* begin QUOTED PASSAGE *
Physical and Logical design of the database

  • I am working in SQL from a long time however at times I find it little difficult to provide someone theoretical explanation of any concept.

    One person asked me about how you should implement the physical and logical design of a new database. I explained him somehow but I told him to help himself out on internet as well. I know it's an open ended question. Could you give some references where I can get an in-depth knowledge on this subject ?

  • For explaining the concepts behind a database in a clear and concise manner you could do worse than the book "The Manga Guide to Databases".

  • A picture is worth a thousand words. So I like to use a good modeling program (Embarcadero's ERStudio is my favorite by a long shot), which not only offers lots of capabilities for doing the design itself but can also be annotated, broken down into submodels, etc. I also use Visio regularly to create documentation to help myself and others understand the sometimes complex business processes our database applications facilitate/track.

    Best,
    Kevin G. Boles
    SQL Server Consultant
    SQL MVP 2007-2012
    TheSQLGuru on googles mail service

  • There is way too much to cover here in a post. It is something that experienced DBAs can hash over for weeks. But I will share a couple of pointers I have after 26 years as a DBA (mainframe DB2, Unix, and SQL Server). There are some general rules that apply regardless of the platform.

    Your logical design should bring closure to the business and IT organization as to what constitutes a completed database design for purposes of the data requirements. The real work now is done by the DBA to guarantee performance while meeting the availability requirements. I will only cover a couple of pointers for operational data (OLTP), not BI/data warehouse physical design. These two are very different.

    First, you have to decide whether your physical design will have declared database referential integrity ("RI"). There are many factors that go into a decision like this.

    Will the end-user be making ad hoc updates? This sounds crazy in production, but some shops cannot enforce prohibitions against it. If so, then you need RI. Usually though, updates are done with a stored procedure.

    Will you be deleting a logical parent and expecting an automatic delete of all logical children? Be careful on this. While RI works faster in this case than explicit logical-child deletes, it also works slower when there are logical-child adds (i.e., under the same logical parent). Also beware of the catastrophic potential that this can wreak. For example, if you delete a department, do you automatically delete all the employees in that department? You might have some employees pretty angry about about getting fired when they were only going to be moved to another department!
* end QUOTED PASSAGE *
* begin MATERIAL SHOWN *
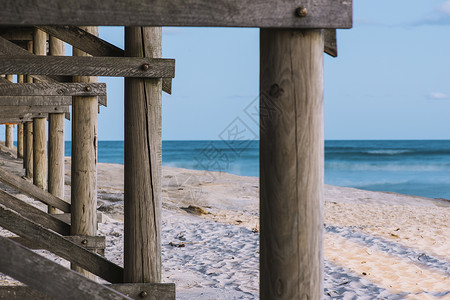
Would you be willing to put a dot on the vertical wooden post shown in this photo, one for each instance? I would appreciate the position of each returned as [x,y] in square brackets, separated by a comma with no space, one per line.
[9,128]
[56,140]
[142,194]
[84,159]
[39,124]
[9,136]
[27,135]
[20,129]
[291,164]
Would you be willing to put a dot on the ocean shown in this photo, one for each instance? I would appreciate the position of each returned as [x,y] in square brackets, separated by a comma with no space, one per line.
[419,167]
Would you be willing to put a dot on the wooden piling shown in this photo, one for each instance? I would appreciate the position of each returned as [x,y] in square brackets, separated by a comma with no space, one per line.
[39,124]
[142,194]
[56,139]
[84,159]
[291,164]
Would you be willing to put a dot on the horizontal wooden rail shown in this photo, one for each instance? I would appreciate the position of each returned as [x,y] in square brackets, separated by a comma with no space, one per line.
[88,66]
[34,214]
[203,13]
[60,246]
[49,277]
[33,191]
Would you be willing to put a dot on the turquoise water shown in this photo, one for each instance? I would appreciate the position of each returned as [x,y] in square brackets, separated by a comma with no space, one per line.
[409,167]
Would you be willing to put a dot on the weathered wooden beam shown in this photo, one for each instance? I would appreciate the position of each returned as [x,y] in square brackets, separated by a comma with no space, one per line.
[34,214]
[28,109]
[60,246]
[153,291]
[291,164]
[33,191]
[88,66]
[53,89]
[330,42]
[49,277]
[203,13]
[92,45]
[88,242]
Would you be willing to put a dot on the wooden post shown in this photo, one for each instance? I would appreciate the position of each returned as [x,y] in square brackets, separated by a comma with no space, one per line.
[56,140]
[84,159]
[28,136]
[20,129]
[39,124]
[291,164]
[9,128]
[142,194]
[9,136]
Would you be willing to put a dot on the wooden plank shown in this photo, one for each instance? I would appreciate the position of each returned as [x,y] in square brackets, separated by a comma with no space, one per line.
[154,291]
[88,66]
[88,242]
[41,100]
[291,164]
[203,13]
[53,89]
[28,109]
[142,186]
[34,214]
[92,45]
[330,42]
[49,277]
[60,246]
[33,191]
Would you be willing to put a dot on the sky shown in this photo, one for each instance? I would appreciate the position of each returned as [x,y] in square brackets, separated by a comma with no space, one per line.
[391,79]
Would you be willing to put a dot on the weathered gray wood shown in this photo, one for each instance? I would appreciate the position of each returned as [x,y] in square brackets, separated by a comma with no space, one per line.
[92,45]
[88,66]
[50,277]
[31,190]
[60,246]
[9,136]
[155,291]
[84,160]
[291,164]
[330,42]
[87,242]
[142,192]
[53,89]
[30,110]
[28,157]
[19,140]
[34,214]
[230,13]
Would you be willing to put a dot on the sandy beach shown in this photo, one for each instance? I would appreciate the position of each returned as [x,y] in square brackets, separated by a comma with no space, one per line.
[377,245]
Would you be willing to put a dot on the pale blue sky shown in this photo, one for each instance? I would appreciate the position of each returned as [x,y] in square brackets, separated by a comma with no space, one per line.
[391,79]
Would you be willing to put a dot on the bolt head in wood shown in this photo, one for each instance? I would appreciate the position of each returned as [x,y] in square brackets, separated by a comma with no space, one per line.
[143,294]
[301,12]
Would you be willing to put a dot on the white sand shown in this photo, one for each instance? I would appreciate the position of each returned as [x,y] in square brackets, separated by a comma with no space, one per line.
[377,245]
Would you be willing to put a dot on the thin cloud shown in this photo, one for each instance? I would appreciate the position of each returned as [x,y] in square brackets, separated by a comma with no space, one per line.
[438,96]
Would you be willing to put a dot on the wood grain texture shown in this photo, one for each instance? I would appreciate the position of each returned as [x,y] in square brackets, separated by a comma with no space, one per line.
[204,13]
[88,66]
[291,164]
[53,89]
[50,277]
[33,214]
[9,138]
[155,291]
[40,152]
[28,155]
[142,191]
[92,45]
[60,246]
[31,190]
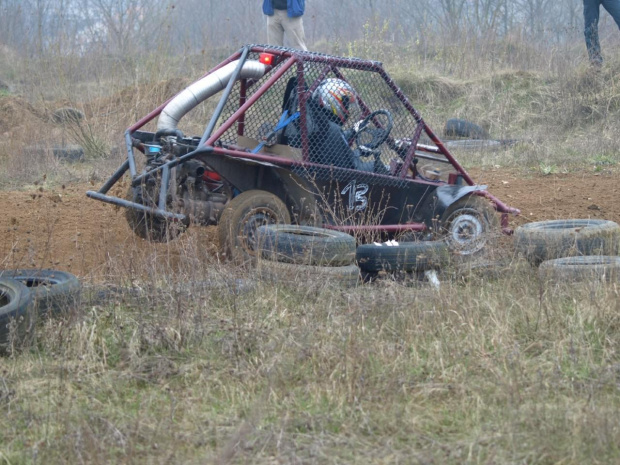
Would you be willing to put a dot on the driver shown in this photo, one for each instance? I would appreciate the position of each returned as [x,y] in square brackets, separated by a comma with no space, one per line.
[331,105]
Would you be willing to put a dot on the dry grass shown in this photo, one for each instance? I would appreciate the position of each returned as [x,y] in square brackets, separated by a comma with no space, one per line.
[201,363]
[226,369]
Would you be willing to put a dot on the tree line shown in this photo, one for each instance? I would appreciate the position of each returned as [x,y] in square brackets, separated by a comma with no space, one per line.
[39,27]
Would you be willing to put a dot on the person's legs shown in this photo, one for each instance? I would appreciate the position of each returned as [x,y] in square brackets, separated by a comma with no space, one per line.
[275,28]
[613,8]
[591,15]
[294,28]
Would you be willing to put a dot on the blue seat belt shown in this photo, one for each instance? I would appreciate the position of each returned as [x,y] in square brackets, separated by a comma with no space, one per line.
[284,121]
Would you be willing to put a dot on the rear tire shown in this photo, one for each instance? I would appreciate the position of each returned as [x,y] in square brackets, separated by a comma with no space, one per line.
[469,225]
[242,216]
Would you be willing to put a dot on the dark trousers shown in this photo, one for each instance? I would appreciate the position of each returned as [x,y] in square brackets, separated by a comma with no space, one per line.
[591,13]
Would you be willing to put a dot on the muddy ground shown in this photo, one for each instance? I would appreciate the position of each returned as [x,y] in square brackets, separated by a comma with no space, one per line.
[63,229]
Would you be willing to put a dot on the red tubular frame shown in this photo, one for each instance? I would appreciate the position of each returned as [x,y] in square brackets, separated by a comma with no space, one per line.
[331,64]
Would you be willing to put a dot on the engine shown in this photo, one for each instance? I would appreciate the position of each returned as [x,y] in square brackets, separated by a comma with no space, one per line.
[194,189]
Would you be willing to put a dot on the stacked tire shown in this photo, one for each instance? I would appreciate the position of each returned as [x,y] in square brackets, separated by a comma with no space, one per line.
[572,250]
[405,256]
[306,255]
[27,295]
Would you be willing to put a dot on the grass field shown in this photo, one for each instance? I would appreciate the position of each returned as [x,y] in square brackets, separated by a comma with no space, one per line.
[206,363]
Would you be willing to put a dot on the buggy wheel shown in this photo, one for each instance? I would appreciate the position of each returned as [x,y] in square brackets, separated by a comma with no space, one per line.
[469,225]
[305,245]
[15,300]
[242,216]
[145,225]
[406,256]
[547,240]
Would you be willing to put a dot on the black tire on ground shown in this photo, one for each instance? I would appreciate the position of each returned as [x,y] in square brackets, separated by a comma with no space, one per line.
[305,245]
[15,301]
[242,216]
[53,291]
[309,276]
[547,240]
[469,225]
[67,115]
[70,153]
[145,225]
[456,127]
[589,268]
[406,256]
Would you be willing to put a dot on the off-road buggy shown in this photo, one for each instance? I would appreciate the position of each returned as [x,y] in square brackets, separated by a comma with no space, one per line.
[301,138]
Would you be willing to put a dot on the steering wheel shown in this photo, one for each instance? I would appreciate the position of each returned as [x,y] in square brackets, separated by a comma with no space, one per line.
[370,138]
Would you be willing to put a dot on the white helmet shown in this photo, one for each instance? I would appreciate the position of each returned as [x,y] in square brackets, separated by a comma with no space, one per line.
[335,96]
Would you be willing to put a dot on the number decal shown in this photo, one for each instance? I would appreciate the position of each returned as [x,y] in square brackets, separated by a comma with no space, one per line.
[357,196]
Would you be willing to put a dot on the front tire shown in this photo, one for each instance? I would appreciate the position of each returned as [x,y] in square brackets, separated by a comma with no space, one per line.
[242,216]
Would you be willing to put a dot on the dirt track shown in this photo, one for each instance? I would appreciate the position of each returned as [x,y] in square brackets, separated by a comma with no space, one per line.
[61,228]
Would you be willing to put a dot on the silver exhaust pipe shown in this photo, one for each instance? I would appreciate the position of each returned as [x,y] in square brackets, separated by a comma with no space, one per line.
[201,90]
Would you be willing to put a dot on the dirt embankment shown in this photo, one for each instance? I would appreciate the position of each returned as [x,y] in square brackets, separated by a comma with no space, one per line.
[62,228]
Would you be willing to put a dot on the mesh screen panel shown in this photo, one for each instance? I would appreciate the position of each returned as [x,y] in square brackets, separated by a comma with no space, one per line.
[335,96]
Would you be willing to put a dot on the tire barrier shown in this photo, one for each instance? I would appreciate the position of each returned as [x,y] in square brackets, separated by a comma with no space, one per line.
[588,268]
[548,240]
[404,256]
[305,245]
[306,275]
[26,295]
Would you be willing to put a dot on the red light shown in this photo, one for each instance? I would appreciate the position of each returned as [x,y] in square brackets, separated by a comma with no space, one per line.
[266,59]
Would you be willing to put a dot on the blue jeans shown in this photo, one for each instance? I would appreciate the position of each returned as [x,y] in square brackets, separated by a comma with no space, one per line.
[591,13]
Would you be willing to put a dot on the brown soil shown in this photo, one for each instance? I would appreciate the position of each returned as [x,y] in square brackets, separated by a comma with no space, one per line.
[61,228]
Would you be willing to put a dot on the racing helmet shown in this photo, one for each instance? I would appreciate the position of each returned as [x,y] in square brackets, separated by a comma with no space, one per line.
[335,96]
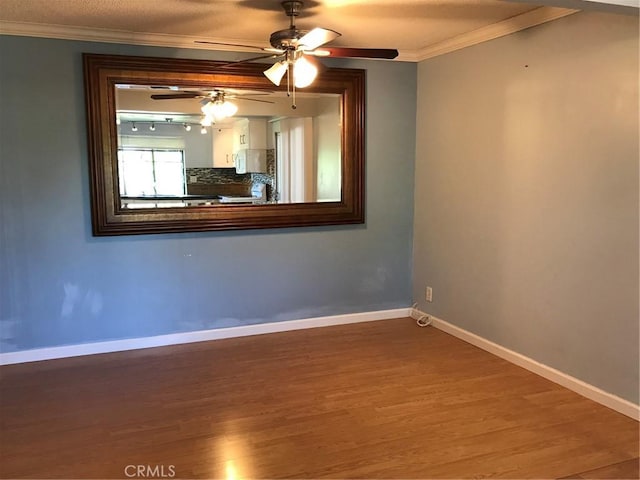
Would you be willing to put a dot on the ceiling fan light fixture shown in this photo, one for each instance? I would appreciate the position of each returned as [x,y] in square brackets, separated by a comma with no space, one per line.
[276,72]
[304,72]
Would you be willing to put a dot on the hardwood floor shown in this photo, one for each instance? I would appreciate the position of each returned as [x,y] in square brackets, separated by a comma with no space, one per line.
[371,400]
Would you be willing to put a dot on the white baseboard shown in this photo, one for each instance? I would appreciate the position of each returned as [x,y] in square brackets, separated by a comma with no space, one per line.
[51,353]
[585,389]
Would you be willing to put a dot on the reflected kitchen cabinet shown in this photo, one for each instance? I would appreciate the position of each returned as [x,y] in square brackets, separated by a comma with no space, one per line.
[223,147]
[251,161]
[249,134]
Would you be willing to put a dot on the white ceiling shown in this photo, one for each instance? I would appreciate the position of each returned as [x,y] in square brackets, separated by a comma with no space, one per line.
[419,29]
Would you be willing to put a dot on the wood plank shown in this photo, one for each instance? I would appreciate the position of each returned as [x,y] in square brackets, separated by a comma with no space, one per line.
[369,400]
* end MATERIAL SHOWN *
● SET PROBLEM:
Print the portion of the database design thread between "Your logical design" and "a stored procedure.", inclusive, with no changes.

● EXPECTED OUTPUT:
Your logical design should bring closure to the business and IT organization as to what constitutes a completed database design for purposes of the data requirements. The real work now is done by the DBA to guarantee performance while meeting the availability requirements. I will only cover a couple of pointers for operational data (OLTP), not BI/data warehouse physical design. These two are very different.

    First, you have to decide whether your physical design will have declared database referential integrity ("RI"). There are many factors that go into a decision like this.

    Will the end-user be making ad hoc updates? This sounds crazy in production, but some shops cannot enforce prohibitions against it. If so, then you need RI. Usually though, updates are done with a stored procedure.